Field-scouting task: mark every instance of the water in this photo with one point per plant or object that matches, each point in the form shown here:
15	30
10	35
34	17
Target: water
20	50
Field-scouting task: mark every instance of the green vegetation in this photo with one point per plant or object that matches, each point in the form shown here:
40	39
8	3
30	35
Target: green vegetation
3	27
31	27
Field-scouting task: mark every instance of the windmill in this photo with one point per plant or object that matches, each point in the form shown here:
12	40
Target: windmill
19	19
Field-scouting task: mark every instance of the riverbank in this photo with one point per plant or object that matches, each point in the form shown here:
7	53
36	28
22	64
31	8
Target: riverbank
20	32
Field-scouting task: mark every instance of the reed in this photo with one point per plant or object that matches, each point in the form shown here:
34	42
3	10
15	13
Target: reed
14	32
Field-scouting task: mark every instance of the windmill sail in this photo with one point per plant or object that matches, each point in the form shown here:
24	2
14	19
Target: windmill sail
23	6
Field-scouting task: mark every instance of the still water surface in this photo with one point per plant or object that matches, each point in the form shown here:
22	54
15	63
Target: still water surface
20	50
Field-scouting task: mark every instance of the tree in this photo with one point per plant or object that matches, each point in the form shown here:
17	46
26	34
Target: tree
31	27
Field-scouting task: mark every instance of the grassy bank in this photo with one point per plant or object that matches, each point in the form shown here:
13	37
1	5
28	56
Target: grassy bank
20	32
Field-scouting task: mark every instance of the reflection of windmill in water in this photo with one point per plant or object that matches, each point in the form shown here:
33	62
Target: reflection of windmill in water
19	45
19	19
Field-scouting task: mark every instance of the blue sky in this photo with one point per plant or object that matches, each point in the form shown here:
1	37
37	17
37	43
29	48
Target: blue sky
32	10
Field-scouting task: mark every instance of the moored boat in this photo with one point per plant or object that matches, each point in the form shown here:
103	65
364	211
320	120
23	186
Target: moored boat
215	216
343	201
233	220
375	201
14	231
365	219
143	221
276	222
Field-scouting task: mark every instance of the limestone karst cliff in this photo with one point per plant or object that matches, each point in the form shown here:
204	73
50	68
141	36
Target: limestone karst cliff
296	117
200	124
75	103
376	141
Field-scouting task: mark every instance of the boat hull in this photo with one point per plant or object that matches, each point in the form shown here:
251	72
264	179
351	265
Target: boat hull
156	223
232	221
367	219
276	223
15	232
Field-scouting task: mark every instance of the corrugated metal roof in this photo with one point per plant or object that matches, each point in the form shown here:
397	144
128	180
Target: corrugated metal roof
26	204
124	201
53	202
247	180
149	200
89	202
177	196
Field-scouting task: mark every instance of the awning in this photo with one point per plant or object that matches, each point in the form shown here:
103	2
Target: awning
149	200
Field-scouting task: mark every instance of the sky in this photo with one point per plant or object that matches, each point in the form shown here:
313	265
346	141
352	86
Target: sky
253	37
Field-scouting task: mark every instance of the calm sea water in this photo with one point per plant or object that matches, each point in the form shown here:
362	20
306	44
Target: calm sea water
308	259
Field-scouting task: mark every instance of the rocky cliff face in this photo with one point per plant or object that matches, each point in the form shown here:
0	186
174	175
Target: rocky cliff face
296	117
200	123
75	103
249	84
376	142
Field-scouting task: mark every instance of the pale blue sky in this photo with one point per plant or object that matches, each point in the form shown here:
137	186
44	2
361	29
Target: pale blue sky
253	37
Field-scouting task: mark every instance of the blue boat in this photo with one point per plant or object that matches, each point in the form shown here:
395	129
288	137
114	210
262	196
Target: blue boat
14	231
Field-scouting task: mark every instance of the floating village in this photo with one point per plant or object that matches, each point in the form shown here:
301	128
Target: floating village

#### [WRITTEN PROBLEM]
Which lines run from the one containing "Field-scouting task: mark every instance of the limestone" to the end of the entries above? Quote exactly those, and only those.

#### [SOLUTION BELOW]
Field-scouting task: mark every instance of the limestone karst cliff in this photo with one point per plant or object that matches, each point in the form shown here:
204	73
50	68
141	36
Target: limestone karst cliff
296	117
200	124
75	103
376	141
Field-scouting task: mark every instance of the boat hull in this photo with one point per plant or object that matches, each point in the form shown here:
251	72
264	179
351	265
Target: boat hull
156	223
232	221
367	219
276	223
15	232
Field-scouting task: mark every instance of the corrugated metal roof in this photo with one point per plant or object that matches, each point in the form shown here:
397	144
128	180
Target: corrugated metal roof
26	204
124	201
53	202
247	180
149	200
89	202
177	196
Field-scouting task: mark every instance of the awning in this photo with one point per plant or object that matches, each point in the form shown here:
103	2
Target: awning
149	200
Field-scouting task: mark every instance of the sky in this photo with one point per plant or object that matches, each point in the form shown here:
313	265
346	141
352	86
Target: sky
253	37
Field-scouting task: mark every instance of the calm sea water in this photo with one point per plant or object that matches, each point in the form shown here:
362	20
306	44
Target: calm sea water
308	259
Field-scouting task: mark every instance of the rocky cliff face in this photo with one point per plant or object that matches, each point in the form shown here:
0	186
174	175
Target: rocky cliff face
296	117
200	123
75	103
249	84
376	142
Field-scouting task: mark every instance of the pale blue sky in this photo with one point per plant or object that matches, each point in the form shown here:
137	186
44	2
361	29
Target: pale blue sky
253	37
Field-scouting task: mark every instance of the blue boat in this photo with one point per plant or object that matches, each point in the form shown here:
395	129
288	137
114	210
262	196
Target: blue boat
14	231
Field-scouting task: mark every instance of the floating village in this photo with one point per plant or object that matches, each point in the form shown here:
301	128
Target: floating village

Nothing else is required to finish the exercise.